> What the exercise asks
Reproduce the IRA page in full, word for word.

Individual Retirement Accounts (IRAs)
Consider These Tax-Advantaged Investments
Thinking About Retirement
An individual retirement account, or IRA, provides tax advantages for retirement savings. There are different IRA solutions available. At First Source, your IRA earns dividends and it is federally insured by NCUA, though there is an early withdrawal penalty.
We offer Traditional IRAs and Roth IRAs, along with a Money Market IRA and IRA Term Share Certificate. We also offer a New York State 529 College Savings Plan and a Coverdell Education Savings Account (ESA).
ESA vs. 529: Learn More
What is an IRA?
An IRA is simply a place to set money aside for your retirement. The difference between Traditional and Roth IRA options is essentially how you are taxed.
A Traditional IRA allows contributions to be tax deferred up front. Any account growth, which includes account interest earned or reinvested, is tax deferred. When you take out money (a distribution), it is taxed as ordinary income. You can take distributions without penalty after you’re 59½, or the IRS will force distributions once you reach 72 (70½ if you reached that before January 1, 2020). Check contribution and income limits for each year you plan to contribute, as they are subject to change.

[Pointing rows]
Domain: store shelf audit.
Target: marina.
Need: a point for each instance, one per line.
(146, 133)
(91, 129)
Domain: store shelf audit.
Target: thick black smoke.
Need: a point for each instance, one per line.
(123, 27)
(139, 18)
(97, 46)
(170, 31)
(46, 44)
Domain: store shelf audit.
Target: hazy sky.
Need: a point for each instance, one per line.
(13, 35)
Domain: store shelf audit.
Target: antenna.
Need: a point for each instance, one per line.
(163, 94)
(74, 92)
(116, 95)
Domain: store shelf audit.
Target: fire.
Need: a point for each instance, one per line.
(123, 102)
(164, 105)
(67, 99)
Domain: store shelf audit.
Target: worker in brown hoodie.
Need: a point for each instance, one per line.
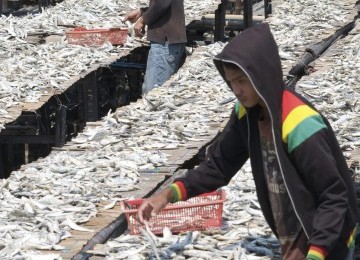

> Answer to the problem
Individual Retirement Accounts (IRAs)
Consider These Tax-Advantaged Investments
Thinking About Retirement
An individual retirement account, or IRA, provides tax advantages for retirement savings. There are different IRA solutions available. At First Source, your IRA earns dividends and it is federally insured by NCUA, though there is an early withdrawal penalty.
We offer Traditional IRAs and Roth IRAs, along with a Money Market IRA and IRA Term Share Certificate. We also offer a New York State 529 College Savings Plan and a Coverdell Education Savings Account (ESA).
ESA vs. 529: Learn More
What is an IRA?
An IRA is simply a place to set money aside for your retirement. The difference between Traditional and Roth IRA options is essentially how you are taxed.
A Traditional IRA allows contributions to be tax deferred up front. Any account growth, which includes account interest earned or reinvested, is tax deferred. When you take out money (a distribution), it is taxed as ordinary income. You can take distributions without penalty after you’re 59½, or the IRS will force distributions once you reach 72 (70½ if you reached that before January 1, 2020). Check contribution and income limits for each year you plan to contribute, as they are subject to change.